Exercise text -
Former Bank of England economist Andy Haldane has claimed he was debanked like Nigel Farage after being refused an account because of his “political” connections (Bloomberg, Telegraph).
Mr Haldane said he was turned down by an unnamed lender last year, which told him the decision was “because you are politically connected by dint of working for the Bank of England”.
In a speech on Wednesday night at the Royal Society of Arts, where Mr Haldane is now chief executive, he said: “Three problems with that: one, I wasn’t working for the Bank of England [by that point]. Two, the Bank of England is by statute independent from government. Third, the Bank of England was their regulator, so the risk was to their regulator.”
Mr Haldane highlighted the story with a point on a slideshow saying “we are all Nigels now,” in reference to Mr Farage.
In 2023, the former head of the right-wing Brexit Party, Nigel Farage, revealed that his long-standing account with Coutts bank had been closed, after an internal risk committee determined that his views on Brexit, migration, LGBT rights and Net Zero “did not align” with the bank’s “values”.
Mr Farage is the most high-profile figure to have been debanked in recent years, but the FSU is aware of dozens of people and organisations this has happened to.
HSBC Hong Kong recently followed PayPal in closing the accounts of members of the League of Social Democrats, threatening the future of one of the few remaining pro-democracy parties that dares protest against China’s draconian security law and free speech crackdown in the Special Administrative Region territory.
Back in the UK, Barclays Bank was forced to pay over £20,000 compensation to the Christian organisation Core Issues Trust after it closed its accounts due to pressure from LGBTQ+ groups.
Last year, Henrik Overgaard Nielsen, a former MEP for the Brexit Party, was informed his account with MetroBank would be closed, while the Rev Richard Fothergill, a Church of England vicar and member of the FSU, was also told by the Yorkshire Building Society that it would be closing his account after he responded to a request for feedback to complain about the bank’s promotion of Pride and what he considered a morally suspect trans agenda.
Mr Haldane’s anecdote formed part of his argument that regulation had gone too far in the City and was now crushing growth by putting off any risk taking.
The Bank’s former chief economist said regulations with “the best of intentions” were “chilling risk appetite and forestalling investing”. He said many new rules introduced by the government and regulators were “penny wise but pound foolish”.
Debanking is in fact just the tip of the iceberg when it comes to withdrawing services from people on political grounds.
At the FSU, we often go to bat for people who’ve been kicked out of professional associations for wrongthink.
One recent case involved a man threatened with suspension from British Cycling for objecting to a racially segregated event.
Another FSU case concerns Newcastle United Football Club fan Linzi Smith, who has been banned from St James’s Park for the next two seasons because of gender-critical opinions she expressed on social media. We’re currently helping her appeal that decision, but we think hundreds – possibly thousands – of football fans have been blacklisted by the Premier League for expressing unfashionable but perfectly lawful views.
The fact is that discriminating against people because of their beliefs – provided they’re deemed “worthy of respect in a democratic society” – is unlawful under the Equality Act 2010. But one of the reasons services are being withdrawn from so many people whose views fall outside the Overton window is because equalities law is being misapplied, often at the behest of activist lobby groups like Stonewall.

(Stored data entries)
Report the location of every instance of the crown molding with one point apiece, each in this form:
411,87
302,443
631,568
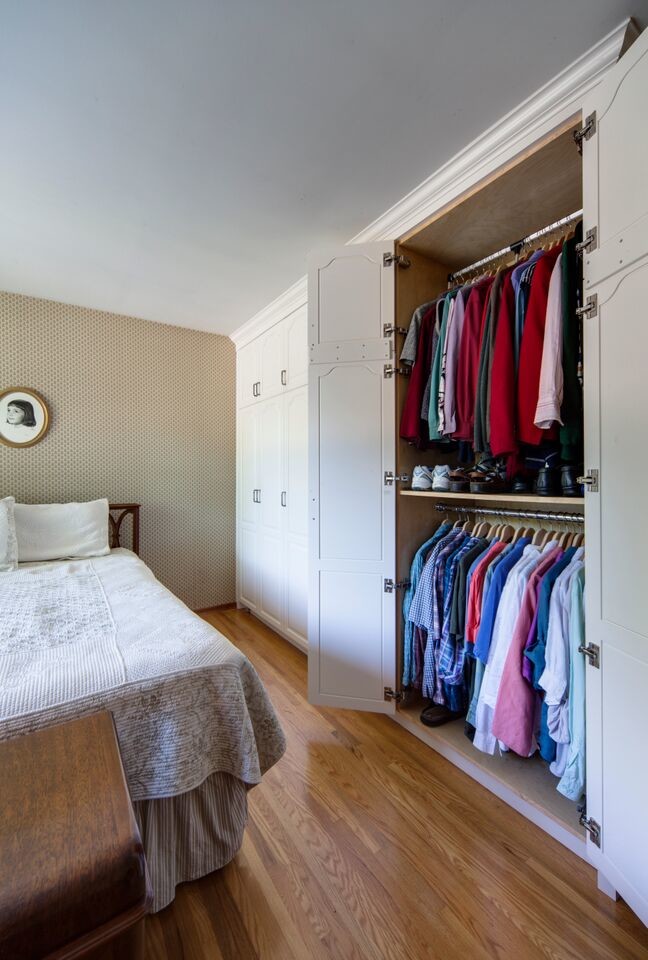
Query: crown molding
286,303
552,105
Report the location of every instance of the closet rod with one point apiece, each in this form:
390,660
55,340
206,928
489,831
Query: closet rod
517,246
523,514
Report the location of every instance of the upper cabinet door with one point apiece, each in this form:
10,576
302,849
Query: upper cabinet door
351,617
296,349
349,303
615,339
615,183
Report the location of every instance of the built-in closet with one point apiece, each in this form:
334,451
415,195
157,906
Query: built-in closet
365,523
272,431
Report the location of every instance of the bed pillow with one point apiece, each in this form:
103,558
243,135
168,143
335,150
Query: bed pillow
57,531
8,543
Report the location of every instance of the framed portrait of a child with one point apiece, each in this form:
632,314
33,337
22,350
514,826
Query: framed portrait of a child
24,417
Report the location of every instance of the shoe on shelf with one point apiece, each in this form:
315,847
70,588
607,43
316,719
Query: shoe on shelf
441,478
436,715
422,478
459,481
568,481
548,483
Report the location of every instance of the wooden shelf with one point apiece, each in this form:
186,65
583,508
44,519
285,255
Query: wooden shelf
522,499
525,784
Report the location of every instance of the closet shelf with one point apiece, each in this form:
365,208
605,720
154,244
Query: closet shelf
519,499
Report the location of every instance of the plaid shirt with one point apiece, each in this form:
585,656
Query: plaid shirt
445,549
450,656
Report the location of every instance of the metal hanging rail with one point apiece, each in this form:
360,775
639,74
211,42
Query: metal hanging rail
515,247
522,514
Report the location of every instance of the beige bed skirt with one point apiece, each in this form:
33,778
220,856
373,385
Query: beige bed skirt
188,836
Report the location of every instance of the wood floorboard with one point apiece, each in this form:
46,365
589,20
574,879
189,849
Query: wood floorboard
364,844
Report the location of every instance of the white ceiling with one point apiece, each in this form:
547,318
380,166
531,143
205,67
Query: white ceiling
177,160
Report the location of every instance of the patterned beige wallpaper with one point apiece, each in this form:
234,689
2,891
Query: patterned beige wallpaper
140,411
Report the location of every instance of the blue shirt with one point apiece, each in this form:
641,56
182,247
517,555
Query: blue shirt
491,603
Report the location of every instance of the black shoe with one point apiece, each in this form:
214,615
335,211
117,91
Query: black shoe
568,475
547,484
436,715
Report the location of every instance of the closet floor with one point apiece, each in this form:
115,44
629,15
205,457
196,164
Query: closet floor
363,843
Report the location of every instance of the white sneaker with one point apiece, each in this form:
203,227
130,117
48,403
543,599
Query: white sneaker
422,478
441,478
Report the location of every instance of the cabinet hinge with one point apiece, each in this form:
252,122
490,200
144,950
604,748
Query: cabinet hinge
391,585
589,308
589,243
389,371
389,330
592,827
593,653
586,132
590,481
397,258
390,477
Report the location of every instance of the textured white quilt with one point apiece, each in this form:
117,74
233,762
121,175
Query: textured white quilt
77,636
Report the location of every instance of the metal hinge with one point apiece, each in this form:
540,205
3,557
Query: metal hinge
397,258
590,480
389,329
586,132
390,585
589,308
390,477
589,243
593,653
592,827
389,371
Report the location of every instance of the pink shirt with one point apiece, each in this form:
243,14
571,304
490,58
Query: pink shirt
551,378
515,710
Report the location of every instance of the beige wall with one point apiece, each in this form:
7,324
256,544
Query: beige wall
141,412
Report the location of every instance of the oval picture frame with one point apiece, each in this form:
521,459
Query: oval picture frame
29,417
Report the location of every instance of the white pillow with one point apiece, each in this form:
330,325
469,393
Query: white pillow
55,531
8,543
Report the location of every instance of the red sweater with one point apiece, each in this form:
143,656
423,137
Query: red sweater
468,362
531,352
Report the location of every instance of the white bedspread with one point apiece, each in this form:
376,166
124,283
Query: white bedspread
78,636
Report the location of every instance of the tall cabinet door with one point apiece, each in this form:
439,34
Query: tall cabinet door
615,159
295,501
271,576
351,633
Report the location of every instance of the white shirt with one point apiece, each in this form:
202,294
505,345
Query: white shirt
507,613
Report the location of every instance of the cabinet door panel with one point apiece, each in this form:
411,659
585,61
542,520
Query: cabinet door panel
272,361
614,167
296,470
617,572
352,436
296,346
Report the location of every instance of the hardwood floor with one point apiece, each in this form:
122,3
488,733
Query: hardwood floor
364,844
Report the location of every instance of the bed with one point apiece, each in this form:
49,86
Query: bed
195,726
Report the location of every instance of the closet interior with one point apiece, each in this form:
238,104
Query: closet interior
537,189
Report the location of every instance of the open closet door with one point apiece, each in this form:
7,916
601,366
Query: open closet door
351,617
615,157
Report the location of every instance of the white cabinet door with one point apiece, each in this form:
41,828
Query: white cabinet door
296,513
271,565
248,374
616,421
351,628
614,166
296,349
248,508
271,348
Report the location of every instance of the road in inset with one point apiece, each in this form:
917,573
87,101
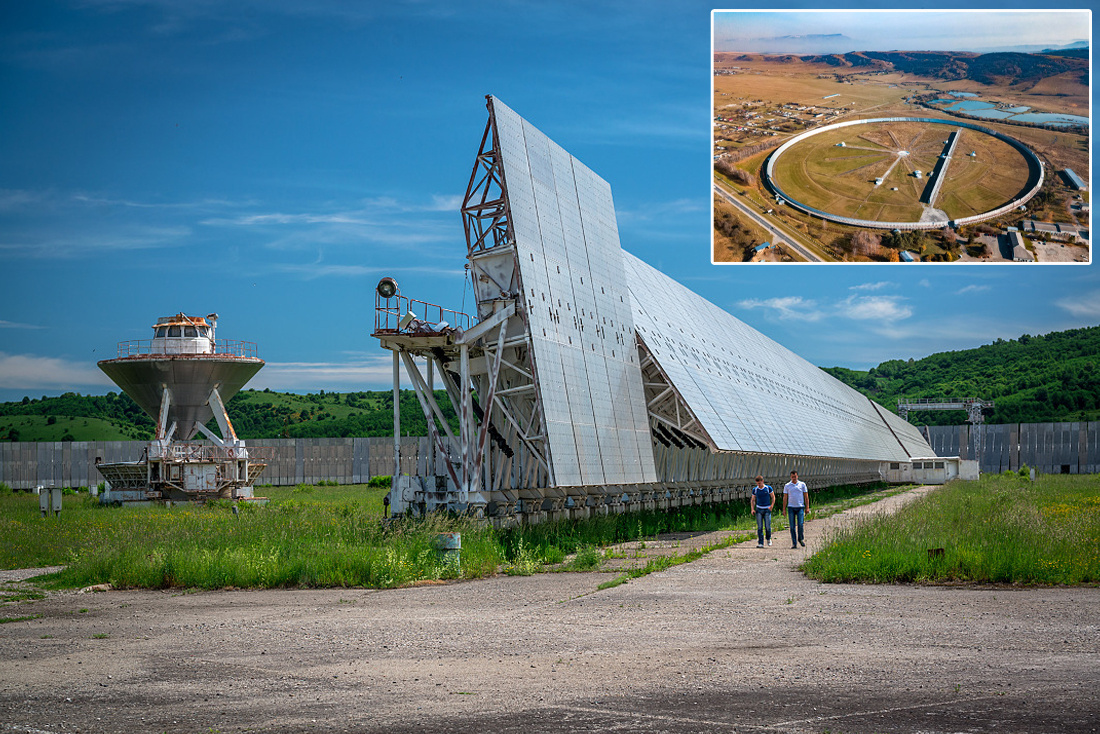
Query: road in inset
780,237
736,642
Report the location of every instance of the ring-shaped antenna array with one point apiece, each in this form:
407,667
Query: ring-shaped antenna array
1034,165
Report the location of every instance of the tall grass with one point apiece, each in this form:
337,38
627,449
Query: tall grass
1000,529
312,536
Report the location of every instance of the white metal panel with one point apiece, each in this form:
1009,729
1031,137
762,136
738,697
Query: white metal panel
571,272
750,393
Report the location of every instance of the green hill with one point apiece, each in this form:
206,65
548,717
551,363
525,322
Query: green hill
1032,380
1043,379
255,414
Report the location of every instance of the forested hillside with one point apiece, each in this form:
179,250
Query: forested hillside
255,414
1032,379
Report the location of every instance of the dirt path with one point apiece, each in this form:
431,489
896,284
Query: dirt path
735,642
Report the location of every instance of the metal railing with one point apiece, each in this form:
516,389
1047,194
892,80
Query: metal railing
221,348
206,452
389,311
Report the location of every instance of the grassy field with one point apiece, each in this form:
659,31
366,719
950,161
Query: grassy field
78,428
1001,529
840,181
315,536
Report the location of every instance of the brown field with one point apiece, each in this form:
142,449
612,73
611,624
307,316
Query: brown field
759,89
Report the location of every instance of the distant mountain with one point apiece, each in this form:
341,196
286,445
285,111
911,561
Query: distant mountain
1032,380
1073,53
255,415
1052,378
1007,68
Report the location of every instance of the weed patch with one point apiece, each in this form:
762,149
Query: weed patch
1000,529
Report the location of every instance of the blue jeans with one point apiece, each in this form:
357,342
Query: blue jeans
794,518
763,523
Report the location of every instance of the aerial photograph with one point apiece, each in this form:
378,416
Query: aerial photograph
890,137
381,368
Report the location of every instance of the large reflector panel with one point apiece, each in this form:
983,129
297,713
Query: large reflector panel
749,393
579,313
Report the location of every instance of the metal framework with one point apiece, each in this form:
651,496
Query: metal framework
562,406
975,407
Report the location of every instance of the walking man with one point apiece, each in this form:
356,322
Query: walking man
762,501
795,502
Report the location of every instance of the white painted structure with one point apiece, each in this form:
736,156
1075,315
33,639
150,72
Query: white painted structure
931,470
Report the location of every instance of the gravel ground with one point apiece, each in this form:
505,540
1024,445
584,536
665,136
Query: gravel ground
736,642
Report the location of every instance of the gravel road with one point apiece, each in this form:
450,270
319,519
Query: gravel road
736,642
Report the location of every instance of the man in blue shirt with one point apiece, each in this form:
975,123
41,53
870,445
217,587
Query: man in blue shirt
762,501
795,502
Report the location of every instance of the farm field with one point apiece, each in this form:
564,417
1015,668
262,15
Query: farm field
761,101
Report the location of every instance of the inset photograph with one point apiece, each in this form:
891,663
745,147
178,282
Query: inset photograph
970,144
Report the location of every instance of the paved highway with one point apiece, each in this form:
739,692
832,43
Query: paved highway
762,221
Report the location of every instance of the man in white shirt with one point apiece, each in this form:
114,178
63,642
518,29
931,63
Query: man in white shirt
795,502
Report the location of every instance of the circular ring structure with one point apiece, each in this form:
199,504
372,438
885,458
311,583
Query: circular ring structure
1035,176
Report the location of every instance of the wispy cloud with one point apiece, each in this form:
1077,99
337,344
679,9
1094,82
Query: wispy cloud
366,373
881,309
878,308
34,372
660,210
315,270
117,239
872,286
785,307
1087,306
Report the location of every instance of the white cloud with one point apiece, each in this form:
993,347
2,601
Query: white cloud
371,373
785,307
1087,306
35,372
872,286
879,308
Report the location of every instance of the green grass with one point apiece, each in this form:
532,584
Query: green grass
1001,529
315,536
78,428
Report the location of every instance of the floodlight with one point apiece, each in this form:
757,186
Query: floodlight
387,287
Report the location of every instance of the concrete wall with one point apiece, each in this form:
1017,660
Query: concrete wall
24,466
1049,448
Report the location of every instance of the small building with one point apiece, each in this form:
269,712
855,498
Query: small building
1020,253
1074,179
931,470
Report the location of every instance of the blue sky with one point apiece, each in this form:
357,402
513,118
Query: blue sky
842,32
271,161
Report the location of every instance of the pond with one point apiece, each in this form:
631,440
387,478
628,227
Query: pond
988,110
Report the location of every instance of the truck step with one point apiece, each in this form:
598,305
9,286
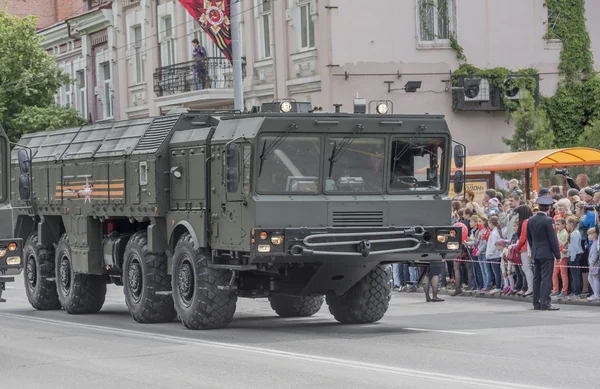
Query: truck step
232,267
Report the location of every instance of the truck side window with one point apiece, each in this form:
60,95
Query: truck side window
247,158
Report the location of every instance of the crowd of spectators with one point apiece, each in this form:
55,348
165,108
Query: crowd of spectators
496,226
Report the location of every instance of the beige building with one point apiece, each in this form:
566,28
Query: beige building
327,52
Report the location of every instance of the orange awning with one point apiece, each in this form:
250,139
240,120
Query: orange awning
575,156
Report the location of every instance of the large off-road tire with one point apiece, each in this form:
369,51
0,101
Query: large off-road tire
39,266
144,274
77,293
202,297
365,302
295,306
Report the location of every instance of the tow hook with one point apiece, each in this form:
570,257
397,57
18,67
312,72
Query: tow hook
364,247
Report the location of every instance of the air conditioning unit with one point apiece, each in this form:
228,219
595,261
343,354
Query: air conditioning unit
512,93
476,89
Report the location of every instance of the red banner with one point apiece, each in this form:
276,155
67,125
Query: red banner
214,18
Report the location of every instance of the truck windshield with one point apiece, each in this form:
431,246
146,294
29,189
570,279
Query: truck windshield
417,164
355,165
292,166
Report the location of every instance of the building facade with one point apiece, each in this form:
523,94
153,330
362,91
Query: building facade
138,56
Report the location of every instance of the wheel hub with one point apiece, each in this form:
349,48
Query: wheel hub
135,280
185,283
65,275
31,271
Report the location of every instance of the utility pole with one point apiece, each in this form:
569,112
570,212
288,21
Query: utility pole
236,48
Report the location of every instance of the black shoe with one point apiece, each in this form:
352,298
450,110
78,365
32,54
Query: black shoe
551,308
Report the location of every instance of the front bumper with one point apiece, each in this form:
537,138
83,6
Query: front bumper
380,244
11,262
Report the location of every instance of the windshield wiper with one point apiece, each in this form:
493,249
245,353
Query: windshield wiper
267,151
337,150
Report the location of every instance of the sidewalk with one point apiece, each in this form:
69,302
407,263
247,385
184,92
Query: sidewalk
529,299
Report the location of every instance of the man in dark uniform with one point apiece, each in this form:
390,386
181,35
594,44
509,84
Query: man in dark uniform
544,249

Brief - In the debanking article, which bank closed Nigel Farage's long-standing account? The material above isn't needed for this work.

Answer to this task - Coutts